- _The request_
Find each line in the records below that contains the word "adidas", and copy those lines.

- _Dataset excerpts on pointing to objects_

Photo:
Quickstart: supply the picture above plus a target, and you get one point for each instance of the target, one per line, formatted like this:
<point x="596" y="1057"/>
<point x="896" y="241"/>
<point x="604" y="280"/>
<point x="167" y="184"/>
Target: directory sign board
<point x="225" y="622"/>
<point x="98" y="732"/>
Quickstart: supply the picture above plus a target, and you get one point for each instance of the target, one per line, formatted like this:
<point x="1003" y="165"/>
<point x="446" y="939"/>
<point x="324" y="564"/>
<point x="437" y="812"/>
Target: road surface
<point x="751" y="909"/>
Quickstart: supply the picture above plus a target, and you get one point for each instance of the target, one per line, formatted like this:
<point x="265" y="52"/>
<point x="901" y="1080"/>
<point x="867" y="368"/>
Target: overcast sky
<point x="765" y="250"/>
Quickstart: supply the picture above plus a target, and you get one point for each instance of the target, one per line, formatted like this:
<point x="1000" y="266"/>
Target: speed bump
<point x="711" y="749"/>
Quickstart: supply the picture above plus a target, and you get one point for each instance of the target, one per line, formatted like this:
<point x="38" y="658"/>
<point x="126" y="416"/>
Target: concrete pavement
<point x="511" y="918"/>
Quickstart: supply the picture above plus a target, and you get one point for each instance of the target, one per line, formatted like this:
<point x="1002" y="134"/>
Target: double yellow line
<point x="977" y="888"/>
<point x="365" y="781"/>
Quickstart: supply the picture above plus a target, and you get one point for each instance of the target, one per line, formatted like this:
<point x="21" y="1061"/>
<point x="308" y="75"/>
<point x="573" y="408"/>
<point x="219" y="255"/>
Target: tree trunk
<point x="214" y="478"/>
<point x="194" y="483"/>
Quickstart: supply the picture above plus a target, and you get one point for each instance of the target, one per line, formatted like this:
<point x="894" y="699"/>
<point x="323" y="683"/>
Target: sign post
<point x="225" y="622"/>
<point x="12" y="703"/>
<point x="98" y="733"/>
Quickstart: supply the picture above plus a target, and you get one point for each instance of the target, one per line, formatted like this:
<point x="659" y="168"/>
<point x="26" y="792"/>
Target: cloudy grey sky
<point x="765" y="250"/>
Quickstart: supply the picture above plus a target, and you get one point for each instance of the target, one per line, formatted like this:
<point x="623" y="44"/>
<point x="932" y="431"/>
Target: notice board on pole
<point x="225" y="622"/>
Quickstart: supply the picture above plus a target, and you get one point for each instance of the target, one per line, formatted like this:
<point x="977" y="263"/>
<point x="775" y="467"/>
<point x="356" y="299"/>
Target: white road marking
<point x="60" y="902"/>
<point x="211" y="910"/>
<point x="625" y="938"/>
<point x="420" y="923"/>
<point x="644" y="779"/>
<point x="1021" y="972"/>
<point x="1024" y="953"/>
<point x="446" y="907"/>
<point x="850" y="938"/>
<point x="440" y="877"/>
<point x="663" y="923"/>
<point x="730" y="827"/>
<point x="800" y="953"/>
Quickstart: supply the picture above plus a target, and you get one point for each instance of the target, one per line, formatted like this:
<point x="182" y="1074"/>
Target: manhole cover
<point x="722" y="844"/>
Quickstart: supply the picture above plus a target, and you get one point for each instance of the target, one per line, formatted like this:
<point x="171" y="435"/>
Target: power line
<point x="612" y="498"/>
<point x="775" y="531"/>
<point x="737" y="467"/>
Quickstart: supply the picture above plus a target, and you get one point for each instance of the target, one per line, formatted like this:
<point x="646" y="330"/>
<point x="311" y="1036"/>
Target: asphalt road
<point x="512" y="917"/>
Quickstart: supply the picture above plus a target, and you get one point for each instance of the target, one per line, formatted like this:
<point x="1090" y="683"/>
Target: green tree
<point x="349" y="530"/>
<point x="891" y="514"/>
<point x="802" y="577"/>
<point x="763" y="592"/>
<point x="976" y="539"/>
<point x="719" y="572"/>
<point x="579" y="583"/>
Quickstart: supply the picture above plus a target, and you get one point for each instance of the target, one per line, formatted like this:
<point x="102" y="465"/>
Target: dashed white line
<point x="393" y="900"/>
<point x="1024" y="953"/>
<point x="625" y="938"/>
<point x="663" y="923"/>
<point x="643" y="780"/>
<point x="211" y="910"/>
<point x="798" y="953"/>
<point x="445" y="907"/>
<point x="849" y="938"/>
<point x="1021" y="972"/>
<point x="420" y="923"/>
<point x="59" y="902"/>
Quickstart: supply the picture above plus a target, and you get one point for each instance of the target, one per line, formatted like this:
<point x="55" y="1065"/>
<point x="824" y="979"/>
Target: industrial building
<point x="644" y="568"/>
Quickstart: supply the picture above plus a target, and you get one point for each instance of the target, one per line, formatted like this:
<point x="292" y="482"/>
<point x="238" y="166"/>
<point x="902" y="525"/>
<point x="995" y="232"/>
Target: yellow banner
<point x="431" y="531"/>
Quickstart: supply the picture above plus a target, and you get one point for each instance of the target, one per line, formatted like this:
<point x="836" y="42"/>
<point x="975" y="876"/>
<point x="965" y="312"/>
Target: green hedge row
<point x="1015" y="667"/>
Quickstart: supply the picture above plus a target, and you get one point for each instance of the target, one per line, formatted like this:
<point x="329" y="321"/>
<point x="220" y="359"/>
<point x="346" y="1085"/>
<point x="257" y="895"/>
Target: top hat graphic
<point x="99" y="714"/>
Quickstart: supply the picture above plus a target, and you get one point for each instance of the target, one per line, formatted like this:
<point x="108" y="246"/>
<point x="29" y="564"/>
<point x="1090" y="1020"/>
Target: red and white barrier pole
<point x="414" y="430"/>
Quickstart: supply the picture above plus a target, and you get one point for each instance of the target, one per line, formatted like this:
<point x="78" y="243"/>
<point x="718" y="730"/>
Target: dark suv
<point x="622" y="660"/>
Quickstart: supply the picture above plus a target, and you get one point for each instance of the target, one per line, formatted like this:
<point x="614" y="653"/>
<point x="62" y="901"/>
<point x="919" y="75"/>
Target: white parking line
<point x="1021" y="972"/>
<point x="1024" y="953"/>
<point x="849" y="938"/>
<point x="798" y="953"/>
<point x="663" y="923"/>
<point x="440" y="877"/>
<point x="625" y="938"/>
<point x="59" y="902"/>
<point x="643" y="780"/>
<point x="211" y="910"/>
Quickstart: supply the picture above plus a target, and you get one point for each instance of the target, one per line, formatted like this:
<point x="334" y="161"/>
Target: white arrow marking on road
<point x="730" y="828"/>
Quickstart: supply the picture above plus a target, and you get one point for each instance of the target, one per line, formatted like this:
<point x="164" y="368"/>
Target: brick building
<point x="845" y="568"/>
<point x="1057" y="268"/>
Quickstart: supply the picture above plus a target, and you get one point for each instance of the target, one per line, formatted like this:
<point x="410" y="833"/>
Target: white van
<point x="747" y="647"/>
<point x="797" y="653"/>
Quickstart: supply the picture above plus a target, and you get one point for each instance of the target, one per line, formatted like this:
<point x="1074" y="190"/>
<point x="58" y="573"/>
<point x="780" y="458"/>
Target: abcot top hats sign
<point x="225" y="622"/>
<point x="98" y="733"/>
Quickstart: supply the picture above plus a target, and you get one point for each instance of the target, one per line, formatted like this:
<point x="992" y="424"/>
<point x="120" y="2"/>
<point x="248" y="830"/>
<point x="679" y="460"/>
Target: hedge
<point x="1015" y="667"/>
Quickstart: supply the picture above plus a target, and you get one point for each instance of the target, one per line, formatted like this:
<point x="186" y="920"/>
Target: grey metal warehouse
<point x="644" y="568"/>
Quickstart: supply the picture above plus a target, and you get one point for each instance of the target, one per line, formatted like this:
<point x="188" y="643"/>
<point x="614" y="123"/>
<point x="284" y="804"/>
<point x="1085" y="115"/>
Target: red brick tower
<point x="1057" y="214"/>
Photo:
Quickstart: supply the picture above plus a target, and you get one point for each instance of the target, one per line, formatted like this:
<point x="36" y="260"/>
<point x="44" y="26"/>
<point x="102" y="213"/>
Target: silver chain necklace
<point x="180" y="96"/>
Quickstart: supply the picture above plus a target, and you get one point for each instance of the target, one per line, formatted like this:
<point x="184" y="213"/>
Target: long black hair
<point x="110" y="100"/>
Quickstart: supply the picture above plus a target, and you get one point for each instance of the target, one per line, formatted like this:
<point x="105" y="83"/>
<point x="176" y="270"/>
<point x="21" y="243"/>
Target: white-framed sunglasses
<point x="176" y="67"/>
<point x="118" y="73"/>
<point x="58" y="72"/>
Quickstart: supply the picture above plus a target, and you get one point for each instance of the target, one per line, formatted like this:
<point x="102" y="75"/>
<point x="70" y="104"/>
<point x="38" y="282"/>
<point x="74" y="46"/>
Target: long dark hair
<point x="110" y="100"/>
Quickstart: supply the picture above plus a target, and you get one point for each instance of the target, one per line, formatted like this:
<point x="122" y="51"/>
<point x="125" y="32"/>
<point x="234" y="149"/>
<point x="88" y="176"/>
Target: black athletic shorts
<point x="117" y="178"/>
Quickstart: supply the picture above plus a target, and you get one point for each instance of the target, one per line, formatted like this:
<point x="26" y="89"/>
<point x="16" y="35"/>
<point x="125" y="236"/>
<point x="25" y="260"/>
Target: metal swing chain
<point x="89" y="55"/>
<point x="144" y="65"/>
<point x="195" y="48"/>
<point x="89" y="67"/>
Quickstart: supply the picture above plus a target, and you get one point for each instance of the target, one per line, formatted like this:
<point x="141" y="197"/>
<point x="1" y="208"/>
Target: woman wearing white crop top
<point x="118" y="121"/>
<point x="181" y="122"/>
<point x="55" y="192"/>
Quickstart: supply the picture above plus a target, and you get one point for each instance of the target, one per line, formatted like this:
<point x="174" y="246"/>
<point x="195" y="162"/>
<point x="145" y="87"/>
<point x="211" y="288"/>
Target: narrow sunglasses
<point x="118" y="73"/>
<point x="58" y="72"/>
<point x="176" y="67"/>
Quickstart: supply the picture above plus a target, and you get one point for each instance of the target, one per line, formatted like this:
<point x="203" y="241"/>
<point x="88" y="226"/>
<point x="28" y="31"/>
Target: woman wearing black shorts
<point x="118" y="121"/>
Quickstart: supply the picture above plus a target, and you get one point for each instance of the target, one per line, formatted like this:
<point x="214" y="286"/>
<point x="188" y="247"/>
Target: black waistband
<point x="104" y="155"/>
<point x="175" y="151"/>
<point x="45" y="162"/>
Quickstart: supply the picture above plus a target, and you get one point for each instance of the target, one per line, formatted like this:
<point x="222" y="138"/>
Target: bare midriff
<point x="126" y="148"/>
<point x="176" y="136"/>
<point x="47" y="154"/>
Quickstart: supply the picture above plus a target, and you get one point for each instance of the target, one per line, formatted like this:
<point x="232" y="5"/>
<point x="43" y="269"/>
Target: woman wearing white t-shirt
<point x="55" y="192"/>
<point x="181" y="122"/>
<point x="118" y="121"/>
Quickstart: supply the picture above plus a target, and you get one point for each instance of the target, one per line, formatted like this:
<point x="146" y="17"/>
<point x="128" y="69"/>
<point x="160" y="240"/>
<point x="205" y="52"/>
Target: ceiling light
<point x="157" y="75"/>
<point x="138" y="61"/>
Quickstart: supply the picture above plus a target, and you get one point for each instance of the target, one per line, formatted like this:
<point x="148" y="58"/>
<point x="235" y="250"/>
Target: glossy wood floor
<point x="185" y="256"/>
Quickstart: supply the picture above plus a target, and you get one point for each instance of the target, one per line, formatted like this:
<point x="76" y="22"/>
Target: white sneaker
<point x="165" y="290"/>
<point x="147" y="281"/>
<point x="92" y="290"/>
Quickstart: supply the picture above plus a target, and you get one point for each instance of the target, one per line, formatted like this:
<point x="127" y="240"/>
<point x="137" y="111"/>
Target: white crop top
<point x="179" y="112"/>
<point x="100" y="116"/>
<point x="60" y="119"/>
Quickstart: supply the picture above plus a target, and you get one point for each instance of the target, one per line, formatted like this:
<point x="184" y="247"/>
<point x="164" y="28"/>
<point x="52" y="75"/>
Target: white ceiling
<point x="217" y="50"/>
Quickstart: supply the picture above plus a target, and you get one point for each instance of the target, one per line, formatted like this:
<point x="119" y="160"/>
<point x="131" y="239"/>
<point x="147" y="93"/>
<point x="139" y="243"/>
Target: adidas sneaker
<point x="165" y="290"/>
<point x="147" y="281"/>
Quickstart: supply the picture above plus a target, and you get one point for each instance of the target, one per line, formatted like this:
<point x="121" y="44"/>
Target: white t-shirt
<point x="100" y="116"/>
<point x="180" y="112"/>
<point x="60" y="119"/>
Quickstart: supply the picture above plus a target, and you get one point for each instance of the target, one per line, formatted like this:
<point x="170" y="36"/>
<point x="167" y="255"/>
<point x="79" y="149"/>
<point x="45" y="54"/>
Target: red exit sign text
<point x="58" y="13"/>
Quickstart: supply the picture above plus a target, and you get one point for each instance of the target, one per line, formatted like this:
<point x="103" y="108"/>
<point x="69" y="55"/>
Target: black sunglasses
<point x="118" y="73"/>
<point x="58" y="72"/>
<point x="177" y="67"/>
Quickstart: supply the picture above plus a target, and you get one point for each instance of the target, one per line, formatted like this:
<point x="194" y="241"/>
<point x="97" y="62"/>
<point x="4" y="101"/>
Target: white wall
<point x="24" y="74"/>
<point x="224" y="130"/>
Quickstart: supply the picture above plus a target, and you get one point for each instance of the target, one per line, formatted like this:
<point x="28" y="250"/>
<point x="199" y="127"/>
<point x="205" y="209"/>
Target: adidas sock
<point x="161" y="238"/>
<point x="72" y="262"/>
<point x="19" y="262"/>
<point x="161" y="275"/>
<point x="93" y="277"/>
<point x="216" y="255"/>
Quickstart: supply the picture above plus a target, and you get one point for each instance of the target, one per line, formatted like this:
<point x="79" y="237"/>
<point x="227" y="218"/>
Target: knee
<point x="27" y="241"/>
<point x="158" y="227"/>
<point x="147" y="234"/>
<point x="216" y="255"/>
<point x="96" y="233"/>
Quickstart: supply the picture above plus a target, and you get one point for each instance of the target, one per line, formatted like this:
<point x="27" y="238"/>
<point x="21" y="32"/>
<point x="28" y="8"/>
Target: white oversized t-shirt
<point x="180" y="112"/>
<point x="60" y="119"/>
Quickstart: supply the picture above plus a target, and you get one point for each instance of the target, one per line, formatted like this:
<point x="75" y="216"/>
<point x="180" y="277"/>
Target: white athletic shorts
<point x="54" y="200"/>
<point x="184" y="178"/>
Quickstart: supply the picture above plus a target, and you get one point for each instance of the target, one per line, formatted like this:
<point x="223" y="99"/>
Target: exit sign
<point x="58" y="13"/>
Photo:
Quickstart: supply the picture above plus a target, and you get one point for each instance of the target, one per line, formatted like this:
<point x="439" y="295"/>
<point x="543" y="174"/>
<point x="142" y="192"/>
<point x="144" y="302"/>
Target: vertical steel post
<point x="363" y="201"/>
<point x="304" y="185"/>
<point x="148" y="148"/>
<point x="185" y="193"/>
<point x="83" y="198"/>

- _Output for this task_
Target: adidas sneaker
Target: adidas sock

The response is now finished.